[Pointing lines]
--- --- ---

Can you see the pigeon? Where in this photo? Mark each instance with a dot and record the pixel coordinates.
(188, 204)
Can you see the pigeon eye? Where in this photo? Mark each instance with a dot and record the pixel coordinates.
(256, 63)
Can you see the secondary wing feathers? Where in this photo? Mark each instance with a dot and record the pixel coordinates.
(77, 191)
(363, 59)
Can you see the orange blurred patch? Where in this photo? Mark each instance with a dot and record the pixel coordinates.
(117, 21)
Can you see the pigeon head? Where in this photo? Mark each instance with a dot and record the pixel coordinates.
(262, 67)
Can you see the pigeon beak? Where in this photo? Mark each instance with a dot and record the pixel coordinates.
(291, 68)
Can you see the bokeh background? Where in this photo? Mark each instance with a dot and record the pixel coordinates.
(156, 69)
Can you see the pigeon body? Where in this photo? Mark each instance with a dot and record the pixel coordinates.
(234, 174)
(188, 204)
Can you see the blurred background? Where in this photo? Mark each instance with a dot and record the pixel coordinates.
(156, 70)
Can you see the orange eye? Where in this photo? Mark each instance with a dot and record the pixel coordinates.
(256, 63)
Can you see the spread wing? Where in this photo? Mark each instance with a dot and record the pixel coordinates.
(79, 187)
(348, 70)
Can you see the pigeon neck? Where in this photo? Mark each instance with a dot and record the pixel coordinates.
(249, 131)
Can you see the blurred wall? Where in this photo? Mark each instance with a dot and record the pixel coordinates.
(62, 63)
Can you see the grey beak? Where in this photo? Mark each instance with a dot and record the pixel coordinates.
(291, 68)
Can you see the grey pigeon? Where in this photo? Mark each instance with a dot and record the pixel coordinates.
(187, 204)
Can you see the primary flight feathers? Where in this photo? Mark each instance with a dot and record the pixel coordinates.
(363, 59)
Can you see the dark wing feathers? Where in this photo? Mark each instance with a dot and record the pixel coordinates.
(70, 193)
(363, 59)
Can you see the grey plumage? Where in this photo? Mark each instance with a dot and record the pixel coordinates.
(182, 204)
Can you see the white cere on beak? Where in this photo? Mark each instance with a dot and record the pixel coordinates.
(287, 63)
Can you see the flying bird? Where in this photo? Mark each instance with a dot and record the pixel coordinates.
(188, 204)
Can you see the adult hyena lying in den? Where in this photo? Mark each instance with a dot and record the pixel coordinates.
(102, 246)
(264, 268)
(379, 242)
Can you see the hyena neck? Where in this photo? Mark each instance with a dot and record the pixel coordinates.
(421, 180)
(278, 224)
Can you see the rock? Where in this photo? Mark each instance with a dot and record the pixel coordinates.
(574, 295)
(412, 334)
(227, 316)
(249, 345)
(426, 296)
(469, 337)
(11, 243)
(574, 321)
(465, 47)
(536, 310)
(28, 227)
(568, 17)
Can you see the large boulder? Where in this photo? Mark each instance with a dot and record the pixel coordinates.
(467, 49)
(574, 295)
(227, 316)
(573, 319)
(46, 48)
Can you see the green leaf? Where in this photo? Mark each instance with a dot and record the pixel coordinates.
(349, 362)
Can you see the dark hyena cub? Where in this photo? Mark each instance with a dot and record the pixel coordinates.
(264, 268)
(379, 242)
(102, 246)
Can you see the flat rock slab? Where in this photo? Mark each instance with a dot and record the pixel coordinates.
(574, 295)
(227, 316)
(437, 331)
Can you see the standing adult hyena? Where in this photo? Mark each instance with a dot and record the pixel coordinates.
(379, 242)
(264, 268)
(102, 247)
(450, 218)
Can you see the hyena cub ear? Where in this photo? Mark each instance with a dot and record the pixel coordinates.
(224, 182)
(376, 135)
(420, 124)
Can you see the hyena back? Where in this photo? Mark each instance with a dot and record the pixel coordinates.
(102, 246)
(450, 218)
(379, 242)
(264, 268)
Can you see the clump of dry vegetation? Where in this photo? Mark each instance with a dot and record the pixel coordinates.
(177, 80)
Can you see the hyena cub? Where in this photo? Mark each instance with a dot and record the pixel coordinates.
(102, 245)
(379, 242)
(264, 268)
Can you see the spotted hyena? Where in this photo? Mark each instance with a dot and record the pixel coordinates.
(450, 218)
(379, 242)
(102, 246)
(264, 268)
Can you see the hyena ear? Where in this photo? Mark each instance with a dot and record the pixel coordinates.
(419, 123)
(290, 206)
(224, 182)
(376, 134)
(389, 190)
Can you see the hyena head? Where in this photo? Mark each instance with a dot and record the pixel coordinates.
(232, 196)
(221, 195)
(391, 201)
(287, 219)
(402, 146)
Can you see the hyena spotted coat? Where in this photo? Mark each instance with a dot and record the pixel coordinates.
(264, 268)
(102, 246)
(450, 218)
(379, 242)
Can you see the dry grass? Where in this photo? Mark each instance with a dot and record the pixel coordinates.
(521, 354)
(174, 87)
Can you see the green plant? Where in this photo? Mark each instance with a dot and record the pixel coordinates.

--- --- ---

→ **The request**
Output all of the lines above as a numbered list, omitting any blank lines.

→ **Worked solution**
1. Can you see the pigeon? Where in this photo? Mark each instance with a dot and record the pixel coordinates.
2. (188, 204)
3. Can you see the pigeon eye? Where in this photo? Mark each instance with a dot and record the pixel coordinates.
4. (256, 63)
5. Can you see the secondary wing feathers? Where in this photo? Mark each instance with a dot and record the pixel coordinates.
6. (77, 191)
7. (363, 59)
8. Can you see the orange blurred patch? Where in this photo? Mark each instance with a dot and record the pixel coordinates.
9. (117, 21)
10. Can you see the pigeon head? Where in this photo? Mark each instance with a dot and record the pixel coordinates.
11. (262, 67)
12. Can you see the pigeon beak? Where in this photo? Mark each instance with a dot and record the pixel coordinates.
13. (291, 68)
14. Can you see the bokeh background? Where in this photo? Mark each instance with a dot and record the pixel coordinates.
15. (156, 69)
16. Can you see the pigeon body? Where in this photo? Mark each instance with a dot and record the pixel coordinates.
17. (234, 174)
18. (188, 204)
19. Can you see the blurred background? Where in this photo? Mark each instance with a dot and record the pixel coordinates.
20. (156, 70)
21. Can you see the orange eye? Where in this photo? Mark each instance with a dot and record the pixel coordinates.
22. (256, 63)
23. Can you see the spread wing? Where in this photo? Mark each instance with a dot and record the pixel coordinates.
24. (79, 187)
25. (348, 70)
26. Can you see the pigeon neck? Where in this photo? Mark each instance with a dot and record the pixel coordinates.
27. (249, 131)
28. Can you see the blurred wall? Where in this photo? Mark each instance with a dot and record the pixel coordinates.
29. (62, 63)
30. Can you see the grey beak? Where in this photo? Mark each instance with a dot and record the pixel coordinates.
31. (291, 68)
32. Can you see the grey pigeon? Where in this photo? Mark each instance with a dot and record the pixel coordinates.
33. (187, 204)
34. Can you see the primary flight feathers? Where in this photo? Mark each instance with a dot and record the pixel coordinates.
35. (363, 59)
36. Can you see the dark wing feathers? Where in this photo? Mark each instance with a dot and record the pixel coordinates.
37. (70, 193)
38. (363, 59)
39. Can you see the grey plumage? Where in this photo? Mark each instance with a dot and record the pixel coordinates.
40. (182, 204)
41. Can you see the white cere on beak? Where in this photo? Mark each instance with a dot and record the pixel coordinates.
42. (287, 63)
43. Can you see the flying bird? Where in this photo? Mark each instance with a dot and record the pixel coordinates.
44. (188, 204)
45. Can you see the adult hyena lying in den? Where in this photo? Mark each instance with a dot and record the pixel coordinates.
46. (102, 246)
47. (264, 268)
48. (379, 242)
49. Can you see the hyena neck? Where in this photo? Mark each instance with a dot and record the pixel coordinates.
50. (421, 180)
51. (278, 224)
52. Can you see the rock? Where in this photo? Mark each instance with a dot and record the pixel coordinates.
53. (574, 295)
54. (412, 334)
55. (227, 316)
56. (249, 345)
57. (426, 296)
58. (469, 337)
59. (11, 243)
60. (574, 321)
61. (465, 47)
62. (536, 310)
63. (28, 227)
64. (568, 17)
65. Can you see the large boulder? Where in this photo? Mark each instance with a dot and record the pixel coordinates.
66. (467, 49)
67. (574, 295)
68. (227, 316)
69. (573, 319)
70. (46, 48)
71. Can you see the green leaf? Where in this photo? Mark each instance with a dot and record the pixel coordinates.
72. (349, 362)
73. Can you see the dark hyena cub? Where in this photo? Mark each instance with a dot and record the pixel coordinates.
74. (264, 268)
75. (379, 242)
76. (102, 246)
77. Can you see the flat rock slab? Where in this photo? Mark each instance with a dot and record the pixel coordinates.
78. (574, 295)
79. (227, 316)
80. (437, 331)
81. Can you see the standing adult hyena? Where in this photo? Mark each instance with a dot and record the pixel coordinates.
82. (379, 242)
83. (264, 268)
84. (102, 247)
85. (450, 218)
86. Can you see the hyena cub ear? Where in this photo? Mark each instance with a dot and record the pixel coordinates.
87. (224, 182)
88. (376, 135)
89. (420, 124)
90. Can you see the hyena back? Where in this photo? Mark each instance with a dot and record the pixel coordinates.
91. (102, 246)
92. (450, 218)
93. (379, 242)
94. (264, 268)
95. Can you see the clump of dry vegetation? Where in this photo? Mark each instance with a dot and record the pixel coordinates.
96. (177, 80)
97. Can you see the hyena cub? Where in this photo? Mark each instance with a dot and record the pixel coordinates.
98. (102, 245)
99. (379, 242)
100. (264, 268)
101. Can you see the spotted hyena? Where in this photo? Mark each instance with a dot and record the pixel coordinates.
102. (450, 218)
103. (379, 242)
104. (102, 246)
105. (264, 268)
106. Can you see the hyena ear? Where in this photo? Mark each instance with a dot and record the pixel coordinates.
107. (419, 123)
108. (290, 206)
109. (224, 182)
110. (376, 134)
111. (389, 190)
112. Can you see the hyena head? Where in this photo? Mark each instance with a dot and record the pixel coordinates.
113. (232, 196)
114. (221, 195)
115. (391, 201)
116. (287, 219)
117. (402, 146)
118. Can you see the hyena spotted coat? Where in this photo? Mark each instance with a dot and record the pixel coordinates.
119. (264, 268)
120. (102, 246)
121. (450, 218)
122. (379, 242)
123. Can you see the dry grass? Where in this photo? Mark each instance with a dot and record the pixel coordinates.
124. (521, 354)
125. (174, 87)
126. Can you see the green plant? Where in this photo? Mark each instance with a dot and record the pixel coordinates.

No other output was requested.